- _KUTIPAN HALAMAN_:
* * *

Guyup rukun dan gotong royong masih tetap melekat erat dalam kehidupan masyarakat di desa-desa. Termasuk, masyarakat Desa Gumirih di Kecamatan Singojuruh, Banyuwangi, Jawa Timur yang guyup rukun bersama mencegah penyebaran Coronaviruse Disease (Covid-19). Seperti diberitakan Kompas (14/04) di desa ini, warga sukarela meminjamkan rumah kedua mereka sebagai tempat karantina bagi perantau. Warga yang tak memberikan tempat pun bergotong royong menyediakan kebutuhan pokok.
Kesediaan warga desa Gumirih untuk meminjamkan rumahnya tersebut sekaligus menjawab ajakan Ketua Gugus Tugas Percepatan Penanganan Covid-19 Doni Monardo kepada masyarakat untuk bergotong-royong menghadapi pandemi virus corona.
Doni meminta masyarakat di tingkat kelurahan ataupun desa untuk menyumbangkan rumahnya agar dijadikan tempat karantina menyusul banyaknya masyarakat yang sudah kembali ke kampung halamannya, meski sudah diimbau untuk tidak mudik untuk memutus mata rantai penyebaran Covid-19.

* * *

- _DATA_:
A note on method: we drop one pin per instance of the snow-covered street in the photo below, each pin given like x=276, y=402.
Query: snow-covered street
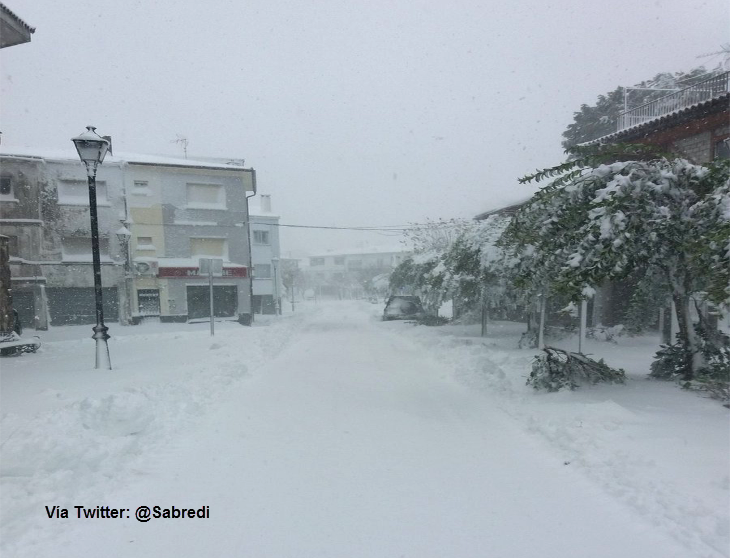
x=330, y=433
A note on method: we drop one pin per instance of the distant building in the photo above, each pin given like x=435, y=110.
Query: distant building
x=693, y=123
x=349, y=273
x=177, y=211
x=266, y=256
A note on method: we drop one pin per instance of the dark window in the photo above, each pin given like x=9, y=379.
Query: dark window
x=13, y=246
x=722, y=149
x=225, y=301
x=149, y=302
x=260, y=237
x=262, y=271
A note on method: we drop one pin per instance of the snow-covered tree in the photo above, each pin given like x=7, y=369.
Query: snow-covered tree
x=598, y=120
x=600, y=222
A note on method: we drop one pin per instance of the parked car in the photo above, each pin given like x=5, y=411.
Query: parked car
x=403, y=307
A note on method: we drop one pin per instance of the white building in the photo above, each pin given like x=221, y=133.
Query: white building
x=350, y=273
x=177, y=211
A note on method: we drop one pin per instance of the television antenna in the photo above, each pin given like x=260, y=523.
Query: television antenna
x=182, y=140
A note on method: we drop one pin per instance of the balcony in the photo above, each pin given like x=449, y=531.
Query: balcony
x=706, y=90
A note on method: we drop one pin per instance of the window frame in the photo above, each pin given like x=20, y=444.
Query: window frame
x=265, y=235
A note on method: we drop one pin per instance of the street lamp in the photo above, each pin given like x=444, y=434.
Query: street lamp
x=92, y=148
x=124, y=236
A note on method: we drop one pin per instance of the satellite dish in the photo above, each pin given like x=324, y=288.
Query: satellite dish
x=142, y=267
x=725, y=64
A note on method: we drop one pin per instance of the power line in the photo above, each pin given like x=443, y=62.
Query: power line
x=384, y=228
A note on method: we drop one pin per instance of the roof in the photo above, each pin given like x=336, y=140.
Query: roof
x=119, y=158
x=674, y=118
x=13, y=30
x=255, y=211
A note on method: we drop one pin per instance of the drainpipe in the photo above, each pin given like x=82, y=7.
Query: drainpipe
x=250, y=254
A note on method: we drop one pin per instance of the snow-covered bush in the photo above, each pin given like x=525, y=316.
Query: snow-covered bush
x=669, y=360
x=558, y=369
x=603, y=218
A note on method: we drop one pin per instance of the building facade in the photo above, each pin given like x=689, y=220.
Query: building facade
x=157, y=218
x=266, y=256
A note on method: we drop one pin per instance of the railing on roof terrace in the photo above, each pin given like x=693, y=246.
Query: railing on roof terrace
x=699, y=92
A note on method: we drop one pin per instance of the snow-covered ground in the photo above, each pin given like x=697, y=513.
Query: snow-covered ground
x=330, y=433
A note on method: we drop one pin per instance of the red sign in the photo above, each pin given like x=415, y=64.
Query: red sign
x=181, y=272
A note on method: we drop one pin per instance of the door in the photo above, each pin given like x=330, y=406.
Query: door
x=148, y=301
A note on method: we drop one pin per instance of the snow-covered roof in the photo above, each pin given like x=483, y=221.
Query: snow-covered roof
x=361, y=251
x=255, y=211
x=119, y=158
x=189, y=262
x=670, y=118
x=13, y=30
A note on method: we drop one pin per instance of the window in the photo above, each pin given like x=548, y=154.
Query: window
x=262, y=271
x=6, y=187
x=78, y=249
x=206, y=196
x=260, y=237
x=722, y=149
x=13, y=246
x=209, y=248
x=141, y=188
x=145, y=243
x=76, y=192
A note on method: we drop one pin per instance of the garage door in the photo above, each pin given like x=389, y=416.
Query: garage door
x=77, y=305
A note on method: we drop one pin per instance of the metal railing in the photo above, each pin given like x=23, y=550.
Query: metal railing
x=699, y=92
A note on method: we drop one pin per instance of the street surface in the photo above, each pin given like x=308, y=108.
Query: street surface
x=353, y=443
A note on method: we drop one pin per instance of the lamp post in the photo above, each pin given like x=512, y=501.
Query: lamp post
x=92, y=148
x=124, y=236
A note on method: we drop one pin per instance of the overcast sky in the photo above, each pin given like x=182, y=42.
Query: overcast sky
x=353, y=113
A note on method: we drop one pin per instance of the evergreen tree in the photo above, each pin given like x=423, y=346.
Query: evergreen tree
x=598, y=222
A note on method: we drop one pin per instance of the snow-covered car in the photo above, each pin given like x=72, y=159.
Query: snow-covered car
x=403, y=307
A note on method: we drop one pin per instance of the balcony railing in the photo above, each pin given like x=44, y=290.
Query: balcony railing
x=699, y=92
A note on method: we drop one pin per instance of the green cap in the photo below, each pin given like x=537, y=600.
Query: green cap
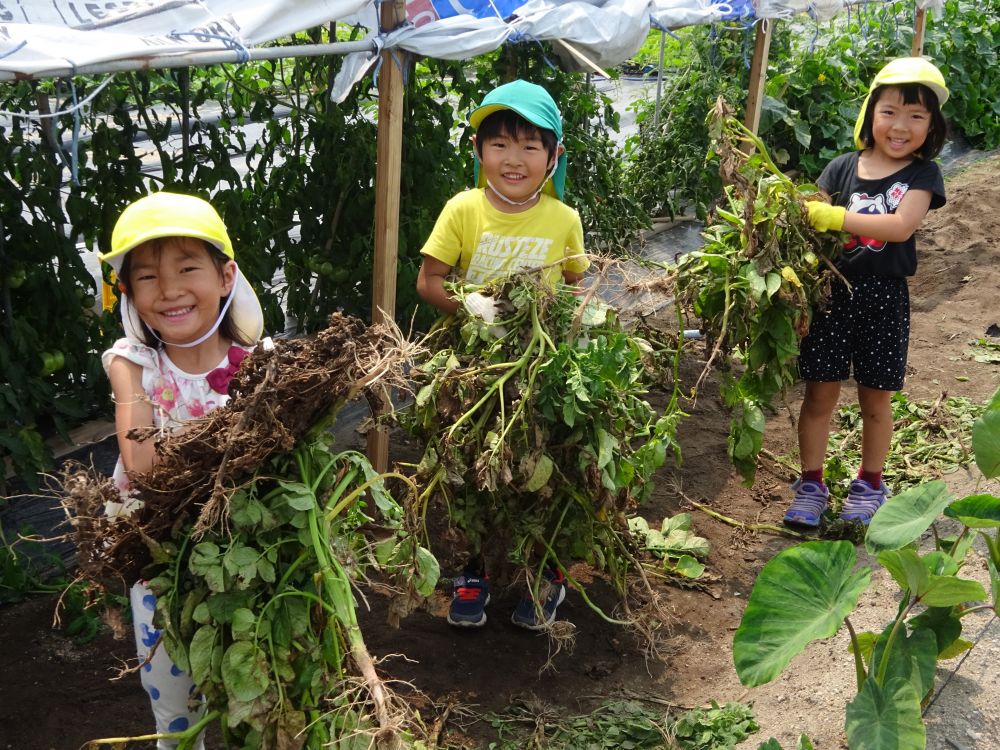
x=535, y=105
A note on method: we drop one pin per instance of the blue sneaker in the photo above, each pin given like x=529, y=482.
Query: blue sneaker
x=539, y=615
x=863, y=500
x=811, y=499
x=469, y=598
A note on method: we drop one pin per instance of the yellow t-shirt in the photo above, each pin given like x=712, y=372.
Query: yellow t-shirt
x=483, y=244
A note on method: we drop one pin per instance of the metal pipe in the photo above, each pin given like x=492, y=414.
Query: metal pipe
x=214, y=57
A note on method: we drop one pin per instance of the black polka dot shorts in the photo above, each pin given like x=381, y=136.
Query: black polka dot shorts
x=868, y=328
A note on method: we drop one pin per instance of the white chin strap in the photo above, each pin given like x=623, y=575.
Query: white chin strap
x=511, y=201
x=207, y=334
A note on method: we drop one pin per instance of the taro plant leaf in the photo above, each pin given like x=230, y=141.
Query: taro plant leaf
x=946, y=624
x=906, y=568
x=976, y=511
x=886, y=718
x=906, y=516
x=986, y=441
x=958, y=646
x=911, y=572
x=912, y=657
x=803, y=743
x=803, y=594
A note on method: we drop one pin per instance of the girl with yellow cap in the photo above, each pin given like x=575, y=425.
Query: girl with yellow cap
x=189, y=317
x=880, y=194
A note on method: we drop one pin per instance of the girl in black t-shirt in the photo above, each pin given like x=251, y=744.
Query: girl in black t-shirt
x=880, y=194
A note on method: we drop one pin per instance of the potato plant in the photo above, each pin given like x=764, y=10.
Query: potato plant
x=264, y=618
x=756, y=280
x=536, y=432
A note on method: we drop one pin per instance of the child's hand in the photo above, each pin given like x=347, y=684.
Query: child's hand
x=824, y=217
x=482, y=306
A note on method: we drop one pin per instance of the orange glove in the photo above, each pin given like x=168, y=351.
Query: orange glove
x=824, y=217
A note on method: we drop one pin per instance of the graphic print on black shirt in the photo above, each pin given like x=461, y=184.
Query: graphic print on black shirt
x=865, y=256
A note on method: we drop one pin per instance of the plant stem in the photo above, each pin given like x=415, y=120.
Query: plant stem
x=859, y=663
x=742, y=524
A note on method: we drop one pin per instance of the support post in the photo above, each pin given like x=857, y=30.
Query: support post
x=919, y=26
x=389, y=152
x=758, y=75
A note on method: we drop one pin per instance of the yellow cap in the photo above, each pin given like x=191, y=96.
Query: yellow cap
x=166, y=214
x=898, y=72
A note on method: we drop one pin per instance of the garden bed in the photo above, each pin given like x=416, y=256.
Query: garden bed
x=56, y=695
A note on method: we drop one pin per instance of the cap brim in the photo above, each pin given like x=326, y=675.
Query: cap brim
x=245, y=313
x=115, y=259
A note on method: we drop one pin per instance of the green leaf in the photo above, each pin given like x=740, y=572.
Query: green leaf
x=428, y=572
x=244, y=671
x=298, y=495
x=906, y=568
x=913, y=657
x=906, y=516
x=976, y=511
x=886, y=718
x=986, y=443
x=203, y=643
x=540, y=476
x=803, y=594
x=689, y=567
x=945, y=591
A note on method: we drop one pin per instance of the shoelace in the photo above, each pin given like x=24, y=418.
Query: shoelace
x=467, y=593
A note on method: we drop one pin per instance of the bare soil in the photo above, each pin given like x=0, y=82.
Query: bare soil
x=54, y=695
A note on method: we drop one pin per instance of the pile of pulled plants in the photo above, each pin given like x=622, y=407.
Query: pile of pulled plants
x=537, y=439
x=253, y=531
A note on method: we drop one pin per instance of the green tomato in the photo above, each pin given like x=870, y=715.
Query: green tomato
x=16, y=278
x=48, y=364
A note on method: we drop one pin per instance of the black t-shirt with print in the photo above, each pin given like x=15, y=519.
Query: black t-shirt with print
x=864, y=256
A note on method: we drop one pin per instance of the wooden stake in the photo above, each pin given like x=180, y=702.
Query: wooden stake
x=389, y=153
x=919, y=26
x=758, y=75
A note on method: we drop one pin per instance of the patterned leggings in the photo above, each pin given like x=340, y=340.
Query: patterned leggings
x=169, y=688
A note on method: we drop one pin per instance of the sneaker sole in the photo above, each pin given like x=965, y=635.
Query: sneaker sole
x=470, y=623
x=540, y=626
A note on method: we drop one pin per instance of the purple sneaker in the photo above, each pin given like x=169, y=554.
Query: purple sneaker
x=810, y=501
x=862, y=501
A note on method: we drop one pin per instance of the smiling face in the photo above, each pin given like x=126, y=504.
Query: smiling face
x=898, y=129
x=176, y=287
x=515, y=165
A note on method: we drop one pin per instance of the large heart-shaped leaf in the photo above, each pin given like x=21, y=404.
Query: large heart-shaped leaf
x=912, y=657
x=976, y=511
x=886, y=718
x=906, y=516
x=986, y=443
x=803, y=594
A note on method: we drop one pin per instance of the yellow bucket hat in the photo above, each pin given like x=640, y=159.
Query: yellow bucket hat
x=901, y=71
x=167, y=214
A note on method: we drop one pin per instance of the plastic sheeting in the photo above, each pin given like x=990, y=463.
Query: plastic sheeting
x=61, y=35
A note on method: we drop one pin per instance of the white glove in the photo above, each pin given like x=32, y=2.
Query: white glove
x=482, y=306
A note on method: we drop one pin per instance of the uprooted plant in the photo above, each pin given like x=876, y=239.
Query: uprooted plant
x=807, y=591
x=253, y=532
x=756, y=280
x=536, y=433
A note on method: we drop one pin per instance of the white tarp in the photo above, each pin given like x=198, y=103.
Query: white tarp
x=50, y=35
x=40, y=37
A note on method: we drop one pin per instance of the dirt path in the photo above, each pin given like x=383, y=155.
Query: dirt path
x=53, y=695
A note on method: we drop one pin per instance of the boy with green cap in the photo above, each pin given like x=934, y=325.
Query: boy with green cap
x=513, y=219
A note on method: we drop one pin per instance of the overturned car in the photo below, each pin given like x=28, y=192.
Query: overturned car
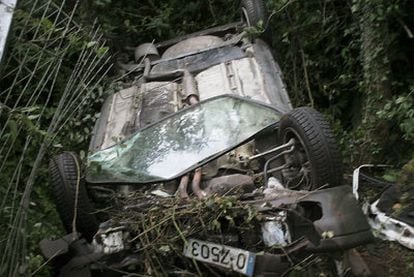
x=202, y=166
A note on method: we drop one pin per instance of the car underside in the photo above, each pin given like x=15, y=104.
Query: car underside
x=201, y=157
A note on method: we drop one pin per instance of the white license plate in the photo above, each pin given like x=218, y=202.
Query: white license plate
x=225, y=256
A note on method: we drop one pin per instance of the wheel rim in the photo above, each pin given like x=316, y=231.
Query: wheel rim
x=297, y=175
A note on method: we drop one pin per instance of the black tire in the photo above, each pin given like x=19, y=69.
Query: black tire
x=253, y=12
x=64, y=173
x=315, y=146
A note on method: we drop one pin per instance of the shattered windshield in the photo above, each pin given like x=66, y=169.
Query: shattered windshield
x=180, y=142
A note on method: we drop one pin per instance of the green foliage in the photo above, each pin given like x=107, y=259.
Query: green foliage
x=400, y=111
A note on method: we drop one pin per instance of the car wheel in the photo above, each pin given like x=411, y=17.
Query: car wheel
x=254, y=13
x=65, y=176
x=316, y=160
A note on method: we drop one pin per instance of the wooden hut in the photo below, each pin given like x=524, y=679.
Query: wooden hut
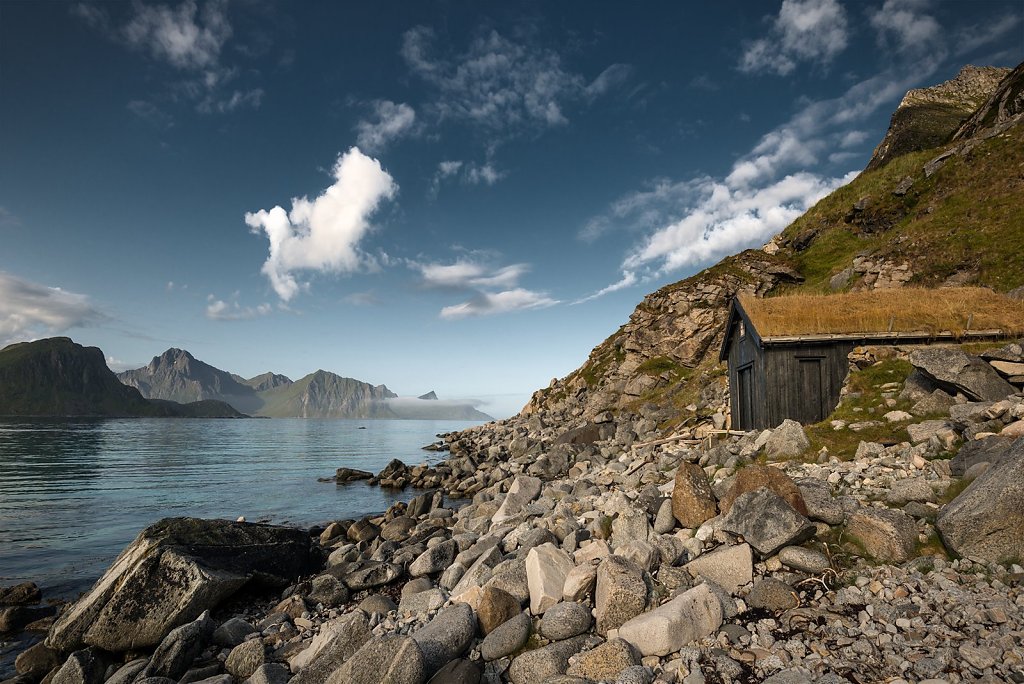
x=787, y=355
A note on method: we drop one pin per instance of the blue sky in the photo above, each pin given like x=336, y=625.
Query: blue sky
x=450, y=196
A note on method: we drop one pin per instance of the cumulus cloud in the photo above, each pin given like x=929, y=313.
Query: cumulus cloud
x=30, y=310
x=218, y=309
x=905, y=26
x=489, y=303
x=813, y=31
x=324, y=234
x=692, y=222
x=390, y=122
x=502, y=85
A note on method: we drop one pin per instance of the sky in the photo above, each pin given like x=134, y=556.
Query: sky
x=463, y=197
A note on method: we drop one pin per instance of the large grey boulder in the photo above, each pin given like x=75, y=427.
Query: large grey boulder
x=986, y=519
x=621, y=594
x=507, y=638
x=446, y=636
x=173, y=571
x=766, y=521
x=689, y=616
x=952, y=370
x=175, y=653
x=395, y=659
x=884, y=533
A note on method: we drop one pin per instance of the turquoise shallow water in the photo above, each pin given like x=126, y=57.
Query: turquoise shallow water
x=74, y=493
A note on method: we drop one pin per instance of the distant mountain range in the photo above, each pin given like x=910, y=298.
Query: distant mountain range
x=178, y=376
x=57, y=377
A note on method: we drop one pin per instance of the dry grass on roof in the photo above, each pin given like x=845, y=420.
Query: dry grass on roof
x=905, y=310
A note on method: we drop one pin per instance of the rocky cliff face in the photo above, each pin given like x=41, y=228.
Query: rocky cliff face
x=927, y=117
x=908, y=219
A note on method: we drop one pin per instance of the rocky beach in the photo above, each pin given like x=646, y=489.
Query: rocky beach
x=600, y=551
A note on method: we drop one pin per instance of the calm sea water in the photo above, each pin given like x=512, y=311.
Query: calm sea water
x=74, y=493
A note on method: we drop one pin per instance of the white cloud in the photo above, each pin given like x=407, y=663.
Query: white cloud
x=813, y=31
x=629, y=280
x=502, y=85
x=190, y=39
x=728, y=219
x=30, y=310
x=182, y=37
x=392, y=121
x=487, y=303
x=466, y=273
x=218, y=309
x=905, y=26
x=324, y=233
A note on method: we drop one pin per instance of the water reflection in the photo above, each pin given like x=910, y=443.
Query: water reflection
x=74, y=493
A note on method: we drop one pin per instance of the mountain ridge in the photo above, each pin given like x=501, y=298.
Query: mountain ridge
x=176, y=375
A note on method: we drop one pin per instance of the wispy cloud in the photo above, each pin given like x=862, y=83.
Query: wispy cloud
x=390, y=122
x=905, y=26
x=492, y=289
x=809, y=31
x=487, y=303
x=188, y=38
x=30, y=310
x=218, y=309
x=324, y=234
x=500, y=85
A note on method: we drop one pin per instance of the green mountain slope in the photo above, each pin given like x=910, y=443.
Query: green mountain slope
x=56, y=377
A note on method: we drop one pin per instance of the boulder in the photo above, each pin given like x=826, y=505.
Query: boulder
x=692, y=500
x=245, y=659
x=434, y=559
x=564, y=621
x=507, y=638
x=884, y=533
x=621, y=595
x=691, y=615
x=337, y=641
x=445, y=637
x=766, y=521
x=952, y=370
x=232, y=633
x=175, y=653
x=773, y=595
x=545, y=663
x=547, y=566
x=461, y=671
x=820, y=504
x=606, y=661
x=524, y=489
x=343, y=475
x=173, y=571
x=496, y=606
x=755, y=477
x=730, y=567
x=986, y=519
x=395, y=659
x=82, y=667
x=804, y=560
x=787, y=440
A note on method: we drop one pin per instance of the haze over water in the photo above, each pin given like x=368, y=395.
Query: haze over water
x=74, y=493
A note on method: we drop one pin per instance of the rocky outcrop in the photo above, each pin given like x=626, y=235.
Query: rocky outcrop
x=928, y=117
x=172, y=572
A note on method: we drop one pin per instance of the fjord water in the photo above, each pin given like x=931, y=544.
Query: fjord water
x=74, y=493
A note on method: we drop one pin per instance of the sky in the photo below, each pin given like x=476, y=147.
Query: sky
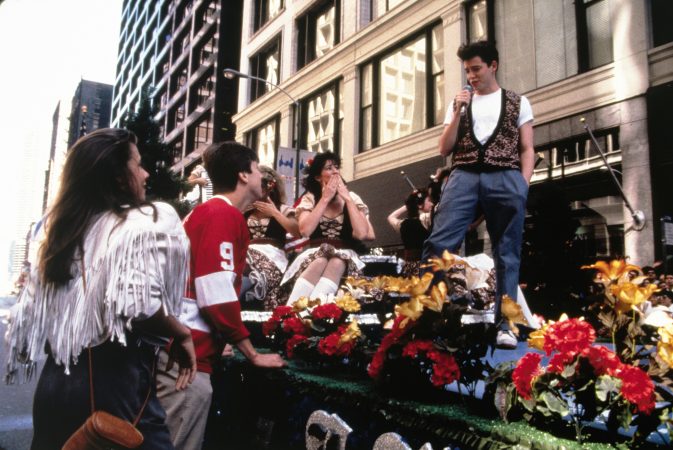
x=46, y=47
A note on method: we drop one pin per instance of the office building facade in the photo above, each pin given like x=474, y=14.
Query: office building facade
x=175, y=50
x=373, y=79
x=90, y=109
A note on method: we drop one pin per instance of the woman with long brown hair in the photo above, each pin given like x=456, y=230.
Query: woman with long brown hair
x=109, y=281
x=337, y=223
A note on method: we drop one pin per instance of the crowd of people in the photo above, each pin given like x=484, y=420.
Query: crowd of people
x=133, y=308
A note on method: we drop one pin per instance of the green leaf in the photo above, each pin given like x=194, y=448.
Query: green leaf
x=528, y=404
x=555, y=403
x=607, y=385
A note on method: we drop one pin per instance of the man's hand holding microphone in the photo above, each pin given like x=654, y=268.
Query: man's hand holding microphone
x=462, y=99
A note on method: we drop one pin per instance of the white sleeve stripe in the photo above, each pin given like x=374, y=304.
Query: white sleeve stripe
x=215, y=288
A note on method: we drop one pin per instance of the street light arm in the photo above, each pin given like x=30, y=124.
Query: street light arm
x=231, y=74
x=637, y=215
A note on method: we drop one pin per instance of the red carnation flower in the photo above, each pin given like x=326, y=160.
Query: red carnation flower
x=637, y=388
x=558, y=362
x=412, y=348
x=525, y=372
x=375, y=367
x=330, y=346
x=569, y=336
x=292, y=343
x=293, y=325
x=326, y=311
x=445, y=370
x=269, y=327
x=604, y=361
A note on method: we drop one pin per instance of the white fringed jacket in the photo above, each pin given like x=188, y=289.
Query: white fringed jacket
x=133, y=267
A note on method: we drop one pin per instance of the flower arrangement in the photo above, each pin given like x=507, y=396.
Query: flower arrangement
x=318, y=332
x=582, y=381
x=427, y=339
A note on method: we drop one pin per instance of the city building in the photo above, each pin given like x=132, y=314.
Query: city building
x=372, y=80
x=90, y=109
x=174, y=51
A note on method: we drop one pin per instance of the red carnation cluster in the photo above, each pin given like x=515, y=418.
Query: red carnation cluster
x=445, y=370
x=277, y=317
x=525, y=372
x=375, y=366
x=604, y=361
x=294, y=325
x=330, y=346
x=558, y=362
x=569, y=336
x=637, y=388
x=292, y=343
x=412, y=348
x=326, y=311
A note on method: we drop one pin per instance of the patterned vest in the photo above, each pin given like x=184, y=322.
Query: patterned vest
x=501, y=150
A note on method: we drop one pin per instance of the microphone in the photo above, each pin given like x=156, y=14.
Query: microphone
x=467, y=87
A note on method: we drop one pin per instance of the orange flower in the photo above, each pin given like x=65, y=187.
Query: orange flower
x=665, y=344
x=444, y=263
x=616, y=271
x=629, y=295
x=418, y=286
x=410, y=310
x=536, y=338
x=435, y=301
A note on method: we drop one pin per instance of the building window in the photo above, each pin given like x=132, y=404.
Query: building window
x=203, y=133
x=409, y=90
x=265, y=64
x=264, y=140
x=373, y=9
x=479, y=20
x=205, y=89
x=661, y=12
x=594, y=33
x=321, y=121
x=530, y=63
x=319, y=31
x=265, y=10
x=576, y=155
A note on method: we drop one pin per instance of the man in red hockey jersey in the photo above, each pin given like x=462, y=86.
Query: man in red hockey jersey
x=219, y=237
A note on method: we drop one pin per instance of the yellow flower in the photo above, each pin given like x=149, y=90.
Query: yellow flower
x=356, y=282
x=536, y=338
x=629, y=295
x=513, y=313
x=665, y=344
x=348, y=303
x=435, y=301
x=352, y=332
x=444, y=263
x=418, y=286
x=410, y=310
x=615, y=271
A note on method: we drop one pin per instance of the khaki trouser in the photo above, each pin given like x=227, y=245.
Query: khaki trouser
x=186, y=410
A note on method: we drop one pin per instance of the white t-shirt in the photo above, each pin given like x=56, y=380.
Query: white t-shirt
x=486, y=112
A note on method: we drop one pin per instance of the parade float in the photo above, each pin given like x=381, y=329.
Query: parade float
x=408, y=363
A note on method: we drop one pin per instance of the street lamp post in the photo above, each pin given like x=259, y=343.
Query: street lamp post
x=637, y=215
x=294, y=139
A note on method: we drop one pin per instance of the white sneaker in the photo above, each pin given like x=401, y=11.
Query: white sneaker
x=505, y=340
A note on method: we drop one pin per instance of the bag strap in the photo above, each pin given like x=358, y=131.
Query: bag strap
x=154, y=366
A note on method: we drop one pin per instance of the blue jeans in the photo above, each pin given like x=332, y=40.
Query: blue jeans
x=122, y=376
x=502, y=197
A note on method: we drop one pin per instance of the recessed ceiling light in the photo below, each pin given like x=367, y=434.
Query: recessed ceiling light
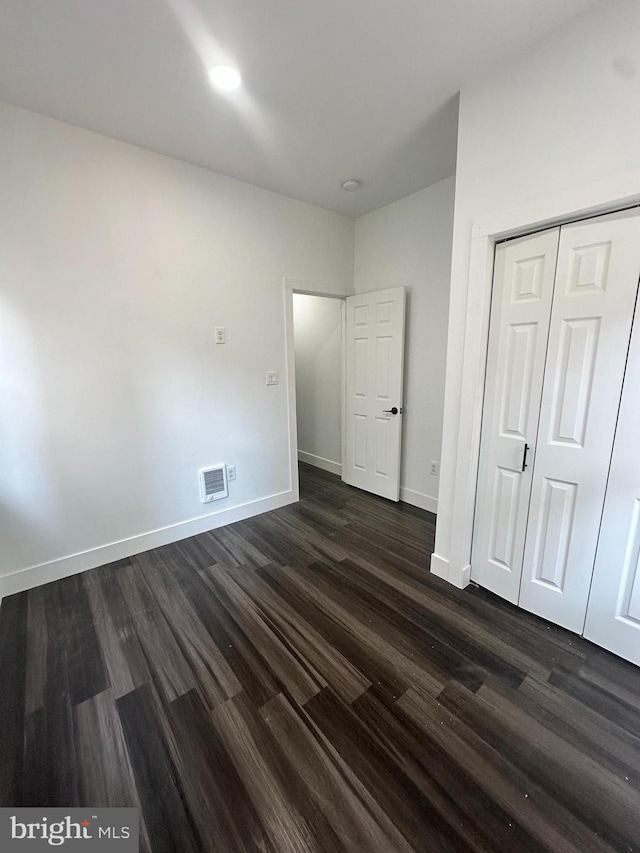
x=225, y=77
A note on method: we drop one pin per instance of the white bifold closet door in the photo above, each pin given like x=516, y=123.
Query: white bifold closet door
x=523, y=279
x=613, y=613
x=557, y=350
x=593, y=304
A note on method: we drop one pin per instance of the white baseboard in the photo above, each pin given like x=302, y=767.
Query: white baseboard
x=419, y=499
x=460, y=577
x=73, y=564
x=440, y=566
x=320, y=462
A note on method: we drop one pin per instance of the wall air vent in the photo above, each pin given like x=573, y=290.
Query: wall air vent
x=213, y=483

* * *

- _TINDAKAN YANG DIPERLUKAN_:
1. Jawablah pertanyaan berikut berdasarkan teks tentang warga Desa Gumirih.
(a) Di kecamatan manakah Desa Gumirih berada?
(b) Apa yang disediakan secara gotong royong oleh warga yang tidak memberikan tempat?
(c) Apa jabatan Doni Monardo?
2. Tuliskan kembali dengan tepat bagian teks tentang warga Desa Gumirih, mulai dari "Guyup rukun dan" dan berakhir pada "pandemi virus corona.".
3. Lanjutkan teks tentang warga Desa Gumirih mulai setelah kalimat terakhir yang ditampilkan.

- _JAWABAN BERURUTAN_:
1.
(a) Kecamatan Singojuruh.
(b) Kebutuhan pokok.
(c) Ketua Gugus Tugas Percepatan Penanganan Covid-19.

2.
Guyup rukun dan gotong royong masih tetap melekat erat dalam kehidupan masyarakat di desa-desa. Termasuk, masyarakat Desa Gumirih di Kecamatan Singojuruh, Banyuwangi, Jawa Timur yang guyup rukun bersama mencegah penyebaran Coronaviruse Disease (Covid-19). Seperti diberitakan Kompas (14/04) di desa ini, warga sukarela meminjamkan rumah kedua mereka sebagai tempat karantina bagi perantau. Warga yang tak memberikan tempat pun bergotong royong menyediakan kebutuhan pokok.
Kesediaan warga desa Gumirih untuk meminjamkan rumahnya tersebut sekaligus menjawab ajakan Ketua Gugus Tugas Percepatan Penanganan Covid-19 Doni Monardo kepada masyarakat untuk bergotong-royong menghadapi pandemi virus corona.

3.
"Saya selaku kepala gugus tugas berharap kepada masyarakat di tingkat Kelurahan dan desa, hendaknya bisa menyiapkan beberapa rumah warga yang secara sukarela berkenan menyumbangkan atau meminjamkan rumahnya tersebut, untuk menjadi tempat isolasi mandiri atau karantina rumah, bagi saudara-saudara kita yang kembali dari luar daerah atau luar negeri," ujar Doni dalam video konferensi pers di akhir Maret 2020 (30/3/2020).
Terlepas dari ajakan Doni, sesungguhnya semangat kemanusiaan dan solidaritas sosial masyarakat Indonesia untuk saling tolong menolong dan gotong royong masih sangat kuat. Semangat gotong royong masyarakat tampak jelas saat penyebaran Covid- 19 semakin meluas di tanah air dan berdampak luas pada jumlah korban positif Covid-19 ataupun wafat yang terus bertambah setiap harinya. Pemerintah tidak dapat menyelesaikan sendiri penanganan Covid-19 tanpa kesadaran masyarakat dan partisipasi atau gotong royong masyarakat.
Karenanya, selain pemberitaan Kompas mengenai desa Gumirih, hampir setiap hari kita mendengar kabar kegiatan warga untuk bahu membahu dan memberikan pertolongan kepada mereka yang terdampak corona.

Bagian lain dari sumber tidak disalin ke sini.